◆ **Extrait proposé**
▶
« (…) Il a commis une impardonnable faute morale », a
commenté, mardi, le président de la République en apprenant le mensonge d’Etat
de son ancien ministre du Budget, récemment démissionné de ses fonctions. Après
trois mois de dénégations solennelles, Jérôme Cahuzac a soudainement avoué à la
justice posséder effectivement un compte à l’étranger. Mais François Hollande,
qui avait promis une « République irréprochable », ne pourra se contenter
de cette courte et élémentaire indignation. Un soupçon d’indulgence pèse sur le
chef de l’Etat, son premier ministre, le ministre de l’économie, le parti
socialiste. Après l’affaire Dominique Strauss-Kahn, la gauche morale et
donneuse de leçons a des comptes à rendre sur sa propre vigilance, sa légèreté,
son cynisme face aux vérités. Car, enfin ! Ce n’est pas Cahuzac qui
disqualifie à lui seul la parole des sermonneurs. Le mensonge, qui
est au cœur des effarements socialistes, est une pratique courante dans les
allées du pouvoir. C’est Hollande qui a fait croire qu’il
saura mener la France, qui a annoncé la fin de la crise de l’euro ou
la baisse du chômage pour la fin de l’année. Cahuzac est le produit odieux d’une
pratique politique trop souvent construite sur le déni de l’évidence, l’arrogance
du parvenu, la fausse promesse du démagogue, l’abus de confiance du prestidigitateur.
La crise de confiance entre les citoyens et leurs représentants n’a pas attendu
les confidences du repenti pour exister. L’affaire d’Etat révèle seulement l’ampleur des dégâts.
◀
◆ **Objectif de l'exercice**
Rédigez la suite du texte sur l'affaire Cahuzac en reprenant juste après sa dernière phrase.

◆ **Données fournies**
▶
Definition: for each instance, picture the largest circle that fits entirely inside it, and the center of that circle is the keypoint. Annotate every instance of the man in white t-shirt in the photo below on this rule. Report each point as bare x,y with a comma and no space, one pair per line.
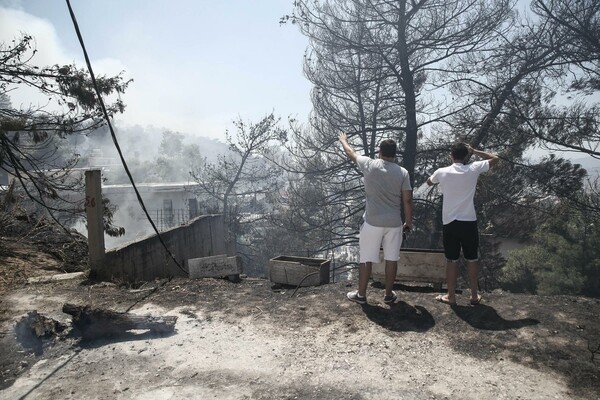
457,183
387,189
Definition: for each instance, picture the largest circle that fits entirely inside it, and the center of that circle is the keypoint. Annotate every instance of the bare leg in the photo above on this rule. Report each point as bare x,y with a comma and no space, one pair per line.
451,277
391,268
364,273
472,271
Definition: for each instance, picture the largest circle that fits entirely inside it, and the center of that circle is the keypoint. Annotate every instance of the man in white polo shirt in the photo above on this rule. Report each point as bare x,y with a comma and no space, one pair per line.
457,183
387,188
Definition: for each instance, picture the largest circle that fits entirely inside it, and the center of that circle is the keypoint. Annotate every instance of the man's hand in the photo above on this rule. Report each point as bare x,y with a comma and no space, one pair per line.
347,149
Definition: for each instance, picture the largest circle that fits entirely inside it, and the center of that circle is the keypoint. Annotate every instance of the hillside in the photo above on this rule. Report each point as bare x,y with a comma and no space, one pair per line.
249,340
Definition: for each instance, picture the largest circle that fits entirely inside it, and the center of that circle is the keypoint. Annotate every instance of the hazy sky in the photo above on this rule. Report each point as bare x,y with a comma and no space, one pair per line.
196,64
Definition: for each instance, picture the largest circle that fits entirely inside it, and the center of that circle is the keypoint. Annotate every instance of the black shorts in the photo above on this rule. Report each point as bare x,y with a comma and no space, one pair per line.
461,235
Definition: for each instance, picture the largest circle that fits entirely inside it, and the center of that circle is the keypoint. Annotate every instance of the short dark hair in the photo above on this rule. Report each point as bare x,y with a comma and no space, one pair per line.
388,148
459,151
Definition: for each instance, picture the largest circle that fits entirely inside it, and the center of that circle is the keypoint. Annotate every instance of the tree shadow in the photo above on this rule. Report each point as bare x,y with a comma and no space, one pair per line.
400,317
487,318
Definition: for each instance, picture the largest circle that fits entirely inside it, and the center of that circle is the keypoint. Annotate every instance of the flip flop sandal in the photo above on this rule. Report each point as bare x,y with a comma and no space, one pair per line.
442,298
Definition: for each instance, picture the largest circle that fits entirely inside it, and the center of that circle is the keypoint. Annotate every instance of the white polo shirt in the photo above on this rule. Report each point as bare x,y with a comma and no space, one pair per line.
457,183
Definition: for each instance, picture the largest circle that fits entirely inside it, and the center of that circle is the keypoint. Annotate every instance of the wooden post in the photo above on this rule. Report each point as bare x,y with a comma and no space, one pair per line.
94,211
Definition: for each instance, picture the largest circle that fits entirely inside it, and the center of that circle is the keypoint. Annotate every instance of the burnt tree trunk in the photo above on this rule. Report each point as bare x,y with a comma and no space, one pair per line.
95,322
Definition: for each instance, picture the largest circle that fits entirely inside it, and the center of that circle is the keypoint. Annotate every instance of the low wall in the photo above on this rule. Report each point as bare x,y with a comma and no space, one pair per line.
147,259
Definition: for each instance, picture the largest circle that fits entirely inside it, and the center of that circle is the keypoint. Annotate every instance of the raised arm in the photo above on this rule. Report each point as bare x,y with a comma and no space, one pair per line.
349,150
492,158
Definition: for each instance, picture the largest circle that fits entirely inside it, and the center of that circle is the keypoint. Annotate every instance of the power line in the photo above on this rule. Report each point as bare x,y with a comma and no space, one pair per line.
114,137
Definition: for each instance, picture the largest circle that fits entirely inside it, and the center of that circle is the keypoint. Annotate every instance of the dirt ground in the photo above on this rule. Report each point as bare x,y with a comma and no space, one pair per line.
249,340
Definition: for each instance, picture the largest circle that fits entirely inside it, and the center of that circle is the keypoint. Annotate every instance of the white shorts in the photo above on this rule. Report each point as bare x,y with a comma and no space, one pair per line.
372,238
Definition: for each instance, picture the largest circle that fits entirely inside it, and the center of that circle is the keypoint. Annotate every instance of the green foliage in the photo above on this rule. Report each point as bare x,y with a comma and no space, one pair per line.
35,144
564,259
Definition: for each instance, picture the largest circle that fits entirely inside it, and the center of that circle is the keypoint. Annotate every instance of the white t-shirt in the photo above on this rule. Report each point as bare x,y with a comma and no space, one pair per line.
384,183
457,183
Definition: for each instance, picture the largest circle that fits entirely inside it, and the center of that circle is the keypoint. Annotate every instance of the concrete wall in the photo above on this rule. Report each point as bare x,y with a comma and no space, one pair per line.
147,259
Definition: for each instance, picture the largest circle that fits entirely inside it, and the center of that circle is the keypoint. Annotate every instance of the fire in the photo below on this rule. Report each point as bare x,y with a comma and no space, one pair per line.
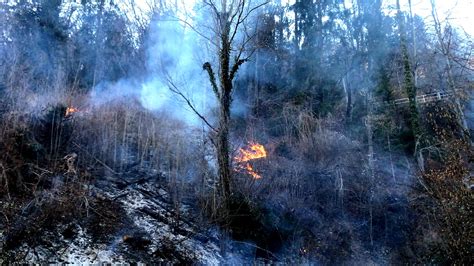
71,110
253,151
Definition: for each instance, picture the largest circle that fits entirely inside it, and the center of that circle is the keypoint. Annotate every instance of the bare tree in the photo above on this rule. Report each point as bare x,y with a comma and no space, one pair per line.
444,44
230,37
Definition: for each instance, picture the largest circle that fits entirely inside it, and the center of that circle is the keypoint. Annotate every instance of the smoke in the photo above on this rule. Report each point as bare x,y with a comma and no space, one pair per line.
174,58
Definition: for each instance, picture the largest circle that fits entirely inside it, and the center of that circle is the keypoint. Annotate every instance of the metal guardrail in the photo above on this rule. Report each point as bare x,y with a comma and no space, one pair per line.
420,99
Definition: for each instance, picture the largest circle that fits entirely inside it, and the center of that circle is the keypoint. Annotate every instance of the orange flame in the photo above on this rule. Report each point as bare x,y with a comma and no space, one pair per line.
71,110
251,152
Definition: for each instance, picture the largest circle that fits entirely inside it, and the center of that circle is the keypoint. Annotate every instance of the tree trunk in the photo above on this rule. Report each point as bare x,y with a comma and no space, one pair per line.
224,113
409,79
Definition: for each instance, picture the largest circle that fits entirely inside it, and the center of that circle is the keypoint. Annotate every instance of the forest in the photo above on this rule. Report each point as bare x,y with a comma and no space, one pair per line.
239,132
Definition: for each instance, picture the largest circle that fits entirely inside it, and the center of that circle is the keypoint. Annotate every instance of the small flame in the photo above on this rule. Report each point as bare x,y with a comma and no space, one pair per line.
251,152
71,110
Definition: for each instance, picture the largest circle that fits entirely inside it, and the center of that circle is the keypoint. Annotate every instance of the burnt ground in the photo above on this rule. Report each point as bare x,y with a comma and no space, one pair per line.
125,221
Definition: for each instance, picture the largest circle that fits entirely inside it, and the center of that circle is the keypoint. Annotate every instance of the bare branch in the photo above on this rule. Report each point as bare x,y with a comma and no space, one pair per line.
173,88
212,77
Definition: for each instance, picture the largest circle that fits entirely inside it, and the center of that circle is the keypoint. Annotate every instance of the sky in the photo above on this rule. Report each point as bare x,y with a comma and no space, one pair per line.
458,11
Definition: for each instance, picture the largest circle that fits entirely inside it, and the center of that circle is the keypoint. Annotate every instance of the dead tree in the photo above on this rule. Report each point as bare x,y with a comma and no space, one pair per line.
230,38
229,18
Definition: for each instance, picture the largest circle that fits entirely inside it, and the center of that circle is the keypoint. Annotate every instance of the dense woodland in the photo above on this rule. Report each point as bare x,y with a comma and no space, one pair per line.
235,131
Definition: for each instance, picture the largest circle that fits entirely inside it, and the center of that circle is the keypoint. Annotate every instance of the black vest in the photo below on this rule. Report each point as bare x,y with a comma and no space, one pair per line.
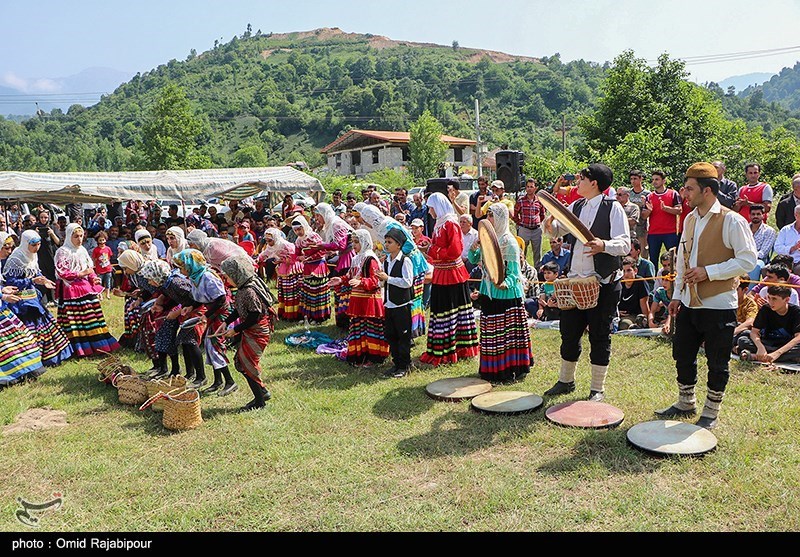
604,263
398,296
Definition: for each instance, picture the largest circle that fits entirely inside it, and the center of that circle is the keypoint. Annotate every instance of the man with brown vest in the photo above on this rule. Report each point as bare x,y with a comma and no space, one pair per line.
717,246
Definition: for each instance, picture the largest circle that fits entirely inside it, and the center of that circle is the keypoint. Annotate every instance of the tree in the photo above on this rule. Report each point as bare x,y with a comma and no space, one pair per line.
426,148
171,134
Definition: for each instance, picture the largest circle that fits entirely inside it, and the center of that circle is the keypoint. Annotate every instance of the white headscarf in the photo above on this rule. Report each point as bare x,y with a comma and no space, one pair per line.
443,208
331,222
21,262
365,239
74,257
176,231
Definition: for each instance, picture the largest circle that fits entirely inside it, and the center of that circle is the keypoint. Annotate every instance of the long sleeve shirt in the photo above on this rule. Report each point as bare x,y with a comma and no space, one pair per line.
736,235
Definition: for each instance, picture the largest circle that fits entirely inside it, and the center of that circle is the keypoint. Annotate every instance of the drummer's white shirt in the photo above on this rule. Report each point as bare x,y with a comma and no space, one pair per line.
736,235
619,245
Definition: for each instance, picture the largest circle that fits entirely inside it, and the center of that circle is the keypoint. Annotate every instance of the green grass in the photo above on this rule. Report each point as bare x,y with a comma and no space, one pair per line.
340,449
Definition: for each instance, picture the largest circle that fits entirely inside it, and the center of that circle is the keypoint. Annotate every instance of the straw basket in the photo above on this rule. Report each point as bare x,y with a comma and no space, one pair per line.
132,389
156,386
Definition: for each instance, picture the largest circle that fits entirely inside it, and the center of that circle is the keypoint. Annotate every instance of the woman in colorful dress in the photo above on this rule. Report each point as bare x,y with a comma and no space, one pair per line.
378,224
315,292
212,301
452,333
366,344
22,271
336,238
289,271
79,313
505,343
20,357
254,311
◀
◆ **Corrigé de l'exercice**
Ce n’est pas uniquement le monde politique qui est gravement
ébranlé, aux yeux de l’opinion. La presse et la justice ne s’en sortent guère
mieux. Les quelques informateurs qui ont choisi d’alimenter Médiapart, après
avoir démarché en vain d’autres supports, l’ont fait dans un premier temps pour
contourner la justice et assouvir publiquement les désirs de vengeance d’un ancien
adversaire politique de Cahuzac et de son épouse, engagée dans un divorce tendu.
Dans son édition de mercredi, Le Canard Enchaîné rappelle pourquoi la grande
majorité des médias, lui y compris, a « regardé le début de la pièce avec
prudence et circonspection ». Les fausses accusations médiatiques dans les affaires
Baudis ou Clearstream sont des précédents qui ont rendu prudents beaucoup de
journalistes, qui ne sont pas des justiciers. Mediapart sort vainqueur de cette
affaire, après avoir brûlé des feux rouges et alimenté la désastreuse confusion
entre la presse et la justice. Je prends acte de cette victoire. Mais je persiste
à penser qu’il aurait été plus sain, pour la démocratie, que les dénonciateurs
des turpitudes du ministre de la lutte contre la fraude fiscale saisissent directement la justice, qui est là pour ça.
A moins d’en conclure qu’elle aussi est devenue une institution suspecte de
parti pris, de double jeu, de dépendance, d’incompétence. Combien
de temps ce monde vermoulu teindra-t-il encore debout ?
Je participerai, jeudi, à On refait le monde, sur RTL
(19h15-20h), puis à un débat sur Public-Sénat (22h -23h)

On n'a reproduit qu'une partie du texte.